▸ Goal
Reproduce word for word the entries running from the line that contains "blue sky, placed" through the end of the entries, both ends included.

• • •

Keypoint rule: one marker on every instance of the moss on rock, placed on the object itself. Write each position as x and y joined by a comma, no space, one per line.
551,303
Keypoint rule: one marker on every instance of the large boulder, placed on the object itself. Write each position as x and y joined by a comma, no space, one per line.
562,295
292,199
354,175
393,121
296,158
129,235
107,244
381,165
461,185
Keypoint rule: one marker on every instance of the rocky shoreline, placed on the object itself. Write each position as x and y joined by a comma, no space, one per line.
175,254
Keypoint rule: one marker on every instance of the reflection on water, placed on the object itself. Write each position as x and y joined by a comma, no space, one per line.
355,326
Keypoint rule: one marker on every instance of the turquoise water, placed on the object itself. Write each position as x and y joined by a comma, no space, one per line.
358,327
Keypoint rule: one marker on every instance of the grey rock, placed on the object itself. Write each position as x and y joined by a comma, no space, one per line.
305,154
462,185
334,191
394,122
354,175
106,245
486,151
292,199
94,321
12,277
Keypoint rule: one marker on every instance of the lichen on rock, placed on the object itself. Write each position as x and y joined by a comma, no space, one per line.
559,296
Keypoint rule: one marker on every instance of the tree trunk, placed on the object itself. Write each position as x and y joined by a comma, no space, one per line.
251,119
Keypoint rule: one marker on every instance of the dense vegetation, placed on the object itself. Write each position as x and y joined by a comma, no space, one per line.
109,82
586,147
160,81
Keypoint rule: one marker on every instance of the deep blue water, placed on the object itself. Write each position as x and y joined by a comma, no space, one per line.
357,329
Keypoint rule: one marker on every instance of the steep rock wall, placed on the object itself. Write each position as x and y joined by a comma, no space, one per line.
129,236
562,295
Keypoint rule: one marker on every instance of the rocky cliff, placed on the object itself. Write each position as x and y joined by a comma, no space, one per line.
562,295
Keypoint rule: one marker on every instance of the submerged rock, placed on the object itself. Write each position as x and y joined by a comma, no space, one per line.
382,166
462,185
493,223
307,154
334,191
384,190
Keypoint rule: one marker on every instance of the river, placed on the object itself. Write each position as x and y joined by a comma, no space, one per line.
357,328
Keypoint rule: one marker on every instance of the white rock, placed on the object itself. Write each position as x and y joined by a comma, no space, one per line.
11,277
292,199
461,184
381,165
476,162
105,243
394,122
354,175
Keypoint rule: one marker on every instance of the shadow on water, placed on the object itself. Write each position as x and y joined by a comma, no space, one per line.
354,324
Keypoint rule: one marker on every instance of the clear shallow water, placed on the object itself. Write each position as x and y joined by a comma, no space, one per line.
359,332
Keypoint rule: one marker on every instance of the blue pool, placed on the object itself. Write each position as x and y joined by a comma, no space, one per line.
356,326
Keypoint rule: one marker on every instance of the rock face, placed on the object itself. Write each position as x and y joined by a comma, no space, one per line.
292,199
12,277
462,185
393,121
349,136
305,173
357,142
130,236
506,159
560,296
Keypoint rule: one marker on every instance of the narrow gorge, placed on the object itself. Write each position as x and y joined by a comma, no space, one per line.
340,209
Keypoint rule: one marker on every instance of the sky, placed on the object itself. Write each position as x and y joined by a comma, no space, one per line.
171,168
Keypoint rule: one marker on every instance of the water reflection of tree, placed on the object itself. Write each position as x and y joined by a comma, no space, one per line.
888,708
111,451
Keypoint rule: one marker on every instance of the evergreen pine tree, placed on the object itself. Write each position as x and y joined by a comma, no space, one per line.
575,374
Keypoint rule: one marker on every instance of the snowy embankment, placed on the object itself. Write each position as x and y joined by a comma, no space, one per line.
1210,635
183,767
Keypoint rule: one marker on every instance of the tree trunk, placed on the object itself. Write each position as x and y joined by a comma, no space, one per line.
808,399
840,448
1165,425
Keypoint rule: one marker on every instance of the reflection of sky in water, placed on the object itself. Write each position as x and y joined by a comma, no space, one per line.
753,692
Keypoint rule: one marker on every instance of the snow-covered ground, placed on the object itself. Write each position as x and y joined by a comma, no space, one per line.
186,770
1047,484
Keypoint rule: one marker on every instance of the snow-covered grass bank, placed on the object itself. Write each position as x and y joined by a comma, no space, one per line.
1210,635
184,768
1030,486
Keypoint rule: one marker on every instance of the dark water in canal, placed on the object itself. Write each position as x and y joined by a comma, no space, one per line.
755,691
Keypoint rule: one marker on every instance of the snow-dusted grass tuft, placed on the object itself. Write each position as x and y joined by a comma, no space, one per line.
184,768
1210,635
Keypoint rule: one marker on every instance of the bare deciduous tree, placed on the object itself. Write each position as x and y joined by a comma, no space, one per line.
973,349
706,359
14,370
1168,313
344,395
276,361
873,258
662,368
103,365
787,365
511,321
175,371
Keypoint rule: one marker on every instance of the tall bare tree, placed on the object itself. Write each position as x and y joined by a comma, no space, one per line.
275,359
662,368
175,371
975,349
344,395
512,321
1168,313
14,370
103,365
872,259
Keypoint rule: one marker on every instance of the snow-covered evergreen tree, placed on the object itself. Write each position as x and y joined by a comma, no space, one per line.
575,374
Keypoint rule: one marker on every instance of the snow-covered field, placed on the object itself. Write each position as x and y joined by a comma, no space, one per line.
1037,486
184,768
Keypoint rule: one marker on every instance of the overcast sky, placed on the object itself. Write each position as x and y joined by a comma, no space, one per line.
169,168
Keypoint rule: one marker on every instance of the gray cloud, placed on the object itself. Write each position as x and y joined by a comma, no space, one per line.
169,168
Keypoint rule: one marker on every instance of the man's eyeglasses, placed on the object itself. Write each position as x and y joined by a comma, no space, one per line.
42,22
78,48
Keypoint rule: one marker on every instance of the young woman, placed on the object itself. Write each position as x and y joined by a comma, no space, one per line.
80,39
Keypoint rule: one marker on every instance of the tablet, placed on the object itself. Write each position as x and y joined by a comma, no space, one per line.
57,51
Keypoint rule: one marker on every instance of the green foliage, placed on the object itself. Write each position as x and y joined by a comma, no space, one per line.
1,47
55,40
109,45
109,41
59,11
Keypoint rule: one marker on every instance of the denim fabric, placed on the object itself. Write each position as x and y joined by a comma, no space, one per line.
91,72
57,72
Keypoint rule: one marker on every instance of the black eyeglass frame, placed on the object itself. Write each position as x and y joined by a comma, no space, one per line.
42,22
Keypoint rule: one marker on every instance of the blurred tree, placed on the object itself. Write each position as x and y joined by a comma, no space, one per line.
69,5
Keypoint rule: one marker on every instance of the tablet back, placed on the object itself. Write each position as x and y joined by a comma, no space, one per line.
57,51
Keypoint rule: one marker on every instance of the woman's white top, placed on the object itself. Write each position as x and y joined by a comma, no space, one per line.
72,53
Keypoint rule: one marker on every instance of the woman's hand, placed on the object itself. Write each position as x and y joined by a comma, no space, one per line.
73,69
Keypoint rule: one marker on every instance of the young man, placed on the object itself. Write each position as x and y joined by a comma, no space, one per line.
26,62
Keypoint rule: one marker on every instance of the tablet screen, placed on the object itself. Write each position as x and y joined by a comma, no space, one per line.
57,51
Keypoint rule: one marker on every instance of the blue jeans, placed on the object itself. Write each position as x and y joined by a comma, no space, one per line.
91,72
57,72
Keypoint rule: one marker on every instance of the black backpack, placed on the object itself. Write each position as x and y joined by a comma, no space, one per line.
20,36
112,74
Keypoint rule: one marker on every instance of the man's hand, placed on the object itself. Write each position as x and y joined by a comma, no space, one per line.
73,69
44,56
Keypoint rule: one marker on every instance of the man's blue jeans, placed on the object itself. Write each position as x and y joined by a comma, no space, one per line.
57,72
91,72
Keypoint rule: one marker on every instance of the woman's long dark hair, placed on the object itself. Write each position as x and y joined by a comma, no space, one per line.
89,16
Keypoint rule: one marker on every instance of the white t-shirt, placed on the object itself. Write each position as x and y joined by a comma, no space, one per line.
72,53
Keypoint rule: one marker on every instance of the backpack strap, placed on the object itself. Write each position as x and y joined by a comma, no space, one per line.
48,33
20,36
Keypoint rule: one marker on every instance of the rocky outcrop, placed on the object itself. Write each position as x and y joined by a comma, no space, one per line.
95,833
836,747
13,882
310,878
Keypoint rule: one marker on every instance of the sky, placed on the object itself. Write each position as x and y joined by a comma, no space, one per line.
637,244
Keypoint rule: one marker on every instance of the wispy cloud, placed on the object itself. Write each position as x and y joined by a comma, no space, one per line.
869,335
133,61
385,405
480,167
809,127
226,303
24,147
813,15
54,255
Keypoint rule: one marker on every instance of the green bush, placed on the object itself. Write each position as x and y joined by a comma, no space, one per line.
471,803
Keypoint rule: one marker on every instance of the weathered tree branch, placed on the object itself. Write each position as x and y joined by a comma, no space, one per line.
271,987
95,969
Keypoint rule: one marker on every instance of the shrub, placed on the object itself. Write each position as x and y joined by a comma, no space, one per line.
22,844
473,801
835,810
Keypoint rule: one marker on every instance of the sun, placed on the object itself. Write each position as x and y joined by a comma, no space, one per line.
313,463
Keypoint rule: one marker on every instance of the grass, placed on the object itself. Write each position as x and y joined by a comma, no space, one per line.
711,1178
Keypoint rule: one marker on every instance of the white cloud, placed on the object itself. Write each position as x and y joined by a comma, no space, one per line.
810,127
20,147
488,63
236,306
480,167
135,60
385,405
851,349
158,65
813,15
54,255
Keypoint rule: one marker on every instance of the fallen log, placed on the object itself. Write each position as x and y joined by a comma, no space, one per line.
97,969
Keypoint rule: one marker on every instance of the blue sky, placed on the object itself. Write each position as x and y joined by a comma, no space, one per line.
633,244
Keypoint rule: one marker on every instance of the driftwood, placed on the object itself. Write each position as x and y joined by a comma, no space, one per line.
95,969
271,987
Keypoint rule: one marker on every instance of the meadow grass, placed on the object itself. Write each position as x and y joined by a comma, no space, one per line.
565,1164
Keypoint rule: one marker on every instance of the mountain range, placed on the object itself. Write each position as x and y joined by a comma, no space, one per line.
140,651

• • •

▸ Correct output
Keypoint rule: one marker on every instance of the blue sky, placed on the object itself. Write each position as x and y joined by a comma, no space, one per line.
633,244
Keypoint rule: one marker on every instance of the driftwood, placed on the object itself. Write each position as x and y joined by a comma, no space, one per line.
95,969
271,987
Keypoint rule: one marker on every instance of the meadow grass, placed on the object itself. Write each position as x and y joined by a comma, no space, one per line.
565,1164
Keypoint rule: one marker on every instance of the mountain range, placed on the object itself. Write each position as x and y joined by a comma, no space, one per line.
140,651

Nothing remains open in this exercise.